Point-per-instance localization data
● ● ● ● ●

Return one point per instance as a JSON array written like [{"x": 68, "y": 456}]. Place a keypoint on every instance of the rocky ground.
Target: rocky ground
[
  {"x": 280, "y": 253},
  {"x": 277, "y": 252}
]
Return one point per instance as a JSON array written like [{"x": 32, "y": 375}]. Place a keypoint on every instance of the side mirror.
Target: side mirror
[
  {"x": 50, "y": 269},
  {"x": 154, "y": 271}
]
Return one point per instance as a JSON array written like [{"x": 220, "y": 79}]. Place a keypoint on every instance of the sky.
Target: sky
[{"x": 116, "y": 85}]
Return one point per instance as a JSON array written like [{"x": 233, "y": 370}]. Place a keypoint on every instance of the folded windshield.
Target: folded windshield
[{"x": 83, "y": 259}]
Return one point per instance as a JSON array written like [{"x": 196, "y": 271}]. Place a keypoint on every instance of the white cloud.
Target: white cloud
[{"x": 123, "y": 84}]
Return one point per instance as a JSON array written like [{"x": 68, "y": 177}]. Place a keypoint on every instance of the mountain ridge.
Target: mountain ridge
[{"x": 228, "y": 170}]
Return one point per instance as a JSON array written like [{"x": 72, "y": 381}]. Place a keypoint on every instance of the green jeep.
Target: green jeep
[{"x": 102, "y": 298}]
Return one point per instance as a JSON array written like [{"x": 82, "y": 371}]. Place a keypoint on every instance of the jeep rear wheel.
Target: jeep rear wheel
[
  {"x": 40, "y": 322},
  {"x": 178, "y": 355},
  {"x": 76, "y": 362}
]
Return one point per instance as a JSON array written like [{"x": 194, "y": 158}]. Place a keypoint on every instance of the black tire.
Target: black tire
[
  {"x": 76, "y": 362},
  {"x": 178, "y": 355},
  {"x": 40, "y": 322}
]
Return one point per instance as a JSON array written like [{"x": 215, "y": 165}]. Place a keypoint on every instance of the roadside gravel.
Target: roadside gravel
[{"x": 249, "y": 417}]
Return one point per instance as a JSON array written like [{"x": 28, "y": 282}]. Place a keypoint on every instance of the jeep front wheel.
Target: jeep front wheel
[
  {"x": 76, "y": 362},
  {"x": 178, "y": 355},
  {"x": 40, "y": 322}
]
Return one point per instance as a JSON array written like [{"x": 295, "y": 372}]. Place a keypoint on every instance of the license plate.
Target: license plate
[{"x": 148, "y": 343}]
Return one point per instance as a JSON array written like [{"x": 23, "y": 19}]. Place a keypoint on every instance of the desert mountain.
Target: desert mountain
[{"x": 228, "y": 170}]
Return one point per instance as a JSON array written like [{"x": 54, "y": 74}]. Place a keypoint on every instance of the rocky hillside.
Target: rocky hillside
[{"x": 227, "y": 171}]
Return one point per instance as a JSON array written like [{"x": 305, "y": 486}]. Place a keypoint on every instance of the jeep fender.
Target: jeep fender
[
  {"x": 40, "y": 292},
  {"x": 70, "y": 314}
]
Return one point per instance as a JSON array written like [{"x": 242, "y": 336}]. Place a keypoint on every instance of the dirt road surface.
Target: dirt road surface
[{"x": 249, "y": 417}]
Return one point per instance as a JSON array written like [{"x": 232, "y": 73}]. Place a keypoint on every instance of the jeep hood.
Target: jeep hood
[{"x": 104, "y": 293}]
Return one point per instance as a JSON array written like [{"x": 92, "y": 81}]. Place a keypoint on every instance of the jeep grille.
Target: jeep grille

● ● ● ● ●

__EXERCISE DIRECTIONS__
Line by line, reproduce the data exactly.

__ANSWER__
Return one point per instance as a JSON array written like [{"x": 68, "y": 456}]. Place a keypoint on every instance of the rocky ground.
Target: rocky ground
[
  {"x": 280, "y": 253},
  {"x": 277, "y": 252}
]
Return one point per instance as a JSON array written like [{"x": 32, "y": 375}]. Place a keypoint on every instance of the side mirror.
Target: side mirror
[
  {"x": 50, "y": 269},
  {"x": 154, "y": 271}
]
Return one point per instance as a JSON array written like [{"x": 220, "y": 79}]. Place a keypoint on every instance of the sky.
Target: sky
[{"x": 116, "y": 85}]
Return one point per instance as a JSON array written like [{"x": 233, "y": 370}]. Place a keypoint on every instance of the folded windshield.
Target: folded windshield
[{"x": 83, "y": 259}]
Return one point per instance as a JSON array written like [{"x": 196, "y": 271}]. Place a keypoint on every instance of the white cloud.
Target: white cloud
[{"x": 123, "y": 84}]
Return one point per instance as a JSON array written like [{"x": 68, "y": 177}]. Place a keypoint on every instance of the mountain ridge.
Target: mountain ridge
[{"x": 228, "y": 170}]
Return one point per instance as a JSON array written like [{"x": 72, "y": 381}]. Place a keypoint on every instance of the green jeep.
Target: green jeep
[{"x": 102, "y": 298}]
Return one point per instance as a JSON array written like [{"x": 82, "y": 371}]. Place a keypoint on every instance of the jeep rear wheel.
Target: jeep rear wheel
[
  {"x": 40, "y": 322},
  {"x": 178, "y": 355},
  {"x": 76, "y": 362}
]
Return one point per instance as a JSON array written like [{"x": 194, "y": 158}]. Place a keypoint on every instance of the black tire.
Target: black tire
[
  {"x": 76, "y": 362},
  {"x": 178, "y": 355},
  {"x": 40, "y": 322}
]
Return one point per instance as a JSON array written like [{"x": 215, "y": 165}]. Place a keypoint on every instance of the roadside gravel.
Target: roadside gravel
[{"x": 249, "y": 417}]
Return one point per instance as a JSON array written like [{"x": 28, "y": 282}]. Place a keypoint on every instance of the jeep front wheel.
Target: jeep front wheel
[
  {"x": 76, "y": 362},
  {"x": 178, "y": 355},
  {"x": 40, "y": 322}
]
Return one point per instance as a JSON array written like [{"x": 295, "y": 372}]. Place a keypoint on every instance of the license plate.
Target: license plate
[{"x": 148, "y": 343}]
Return one point per instance as a JSON array written like [{"x": 23, "y": 19}]. Place a keypoint on every instance of the desert mountain.
Target: desert mountain
[{"x": 228, "y": 170}]
Return one point per instance as a JSON array written like [{"x": 54, "y": 74}]. Place a keypoint on every instance of the rocky hillside.
Target: rocky hillside
[{"x": 227, "y": 171}]
Return one point per instance as a JSON array written like [{"x": 305, "y": 486}]. Place a keypoint on every instance of the jeep fender.
Target: jeep fender
[
  {"x": 40, "y": 292},
  {"x": 70, "y": 314}
]
Return one point per instance as a JSON array written like [{"x": 242, "y": 336}]. Place a keypoint on every instance of the dirt road surface.
Target: dirt road surface
[{"x": 249, "y": 417}]
Return one point per instance as a JSON array written like [{"x": 232, "y": 73}]. Place a keypoint on every instance of the jeep hood.
Target: jeep hood
[{"x": 104, "y": 293}]
Return one point per instance as a JSON array written like [{"x": 92, "y": 81}]. Place a keypoint on every instance of the jeep grille.
Target: jeep grille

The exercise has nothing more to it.